═══ Records for this exercise

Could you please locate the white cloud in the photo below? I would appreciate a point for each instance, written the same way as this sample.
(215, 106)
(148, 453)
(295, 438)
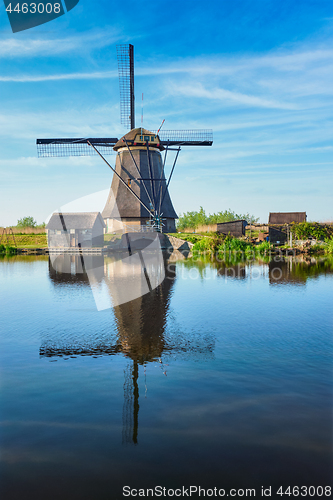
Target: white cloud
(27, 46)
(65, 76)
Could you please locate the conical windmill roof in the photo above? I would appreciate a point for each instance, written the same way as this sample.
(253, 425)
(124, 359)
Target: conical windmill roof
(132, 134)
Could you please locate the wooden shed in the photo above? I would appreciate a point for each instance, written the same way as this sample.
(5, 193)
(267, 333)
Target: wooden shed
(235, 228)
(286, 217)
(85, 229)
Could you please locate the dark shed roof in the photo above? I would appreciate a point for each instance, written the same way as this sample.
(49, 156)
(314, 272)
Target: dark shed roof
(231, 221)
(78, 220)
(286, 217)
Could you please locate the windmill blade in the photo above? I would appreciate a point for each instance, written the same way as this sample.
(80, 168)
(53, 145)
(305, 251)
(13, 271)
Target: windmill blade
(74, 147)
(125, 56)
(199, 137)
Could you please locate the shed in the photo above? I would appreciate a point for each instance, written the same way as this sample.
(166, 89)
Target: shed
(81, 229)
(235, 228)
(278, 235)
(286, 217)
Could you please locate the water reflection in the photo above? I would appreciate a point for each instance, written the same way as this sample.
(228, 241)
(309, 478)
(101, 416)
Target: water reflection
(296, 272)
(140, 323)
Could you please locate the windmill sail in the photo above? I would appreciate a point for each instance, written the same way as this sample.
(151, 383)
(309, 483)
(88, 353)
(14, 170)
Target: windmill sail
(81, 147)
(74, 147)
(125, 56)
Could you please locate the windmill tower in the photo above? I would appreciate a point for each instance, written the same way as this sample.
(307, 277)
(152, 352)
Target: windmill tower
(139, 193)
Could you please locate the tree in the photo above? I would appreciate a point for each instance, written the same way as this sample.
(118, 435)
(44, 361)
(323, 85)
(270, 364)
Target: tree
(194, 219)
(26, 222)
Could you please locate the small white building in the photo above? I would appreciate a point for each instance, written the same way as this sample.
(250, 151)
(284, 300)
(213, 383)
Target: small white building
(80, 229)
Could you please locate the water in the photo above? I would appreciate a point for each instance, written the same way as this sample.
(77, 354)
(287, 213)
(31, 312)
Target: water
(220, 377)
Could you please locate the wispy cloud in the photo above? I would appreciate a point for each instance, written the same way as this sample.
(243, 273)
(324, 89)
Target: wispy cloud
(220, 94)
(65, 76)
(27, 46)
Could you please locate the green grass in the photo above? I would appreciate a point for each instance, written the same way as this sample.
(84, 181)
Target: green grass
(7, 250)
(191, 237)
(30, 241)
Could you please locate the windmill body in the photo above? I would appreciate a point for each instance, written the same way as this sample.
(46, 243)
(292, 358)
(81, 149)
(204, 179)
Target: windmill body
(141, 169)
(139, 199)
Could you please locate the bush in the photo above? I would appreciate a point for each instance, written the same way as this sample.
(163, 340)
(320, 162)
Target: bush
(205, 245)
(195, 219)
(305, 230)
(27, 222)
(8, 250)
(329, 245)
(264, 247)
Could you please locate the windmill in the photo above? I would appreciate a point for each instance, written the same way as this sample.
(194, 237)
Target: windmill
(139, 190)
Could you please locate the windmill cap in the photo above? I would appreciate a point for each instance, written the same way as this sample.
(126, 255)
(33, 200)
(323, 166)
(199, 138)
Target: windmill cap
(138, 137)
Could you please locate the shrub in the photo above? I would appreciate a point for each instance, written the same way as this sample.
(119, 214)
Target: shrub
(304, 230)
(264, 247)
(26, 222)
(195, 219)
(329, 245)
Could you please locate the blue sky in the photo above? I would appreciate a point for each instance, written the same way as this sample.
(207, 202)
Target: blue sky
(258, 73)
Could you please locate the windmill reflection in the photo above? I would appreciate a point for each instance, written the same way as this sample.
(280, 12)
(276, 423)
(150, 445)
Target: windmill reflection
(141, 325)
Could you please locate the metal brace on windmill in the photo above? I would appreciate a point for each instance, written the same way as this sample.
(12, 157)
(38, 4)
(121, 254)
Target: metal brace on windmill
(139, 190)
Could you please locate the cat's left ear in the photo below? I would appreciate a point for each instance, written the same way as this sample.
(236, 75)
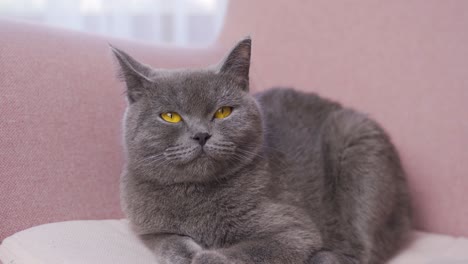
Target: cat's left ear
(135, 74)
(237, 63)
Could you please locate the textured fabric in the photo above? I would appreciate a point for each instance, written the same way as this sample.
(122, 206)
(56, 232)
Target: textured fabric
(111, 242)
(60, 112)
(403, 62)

══════

### What the task requires:
Copy the listing verbatim, starting at the line containing "Could you please locate the blue" and continuing through its final line. Leave out the pictures.

### Complete output:
Could you please locate the blue sky in the photo above? I would appreciate a point for each instance, written the same way as this sample.
(207, 202)
Target: blue sky
(258, 73)
Could you please locate the windmill reflection in the photo above? I would appreciate a point for each instance, written the same way as this sample.
(280, 12)
(276, 423)
(150, 445)
Target: windmill reflection
(141, 325)
Could you please locate the metal brace on windmill in the photo above? I would appreciate a point for each instance, written the same way as this sample.
(12, 157)
(38, 4)
(121, 254)
Target: metal brace on windmill
(139, 190)
Could you please locate the cat's left ear in the photo below? I would appreciate a point for each instance, written the same way as this sample.
(236, 75)
Target: cat's left ear
(135, 74)
(237, 63)
Could you please locate the textured fabric in the photo above? I would appreciate a point for each instance, written the same way as this sample.
(122, 206)
(56, 232)
Target: textured fabric
(111, 242)
(60, 112)
(403, 62)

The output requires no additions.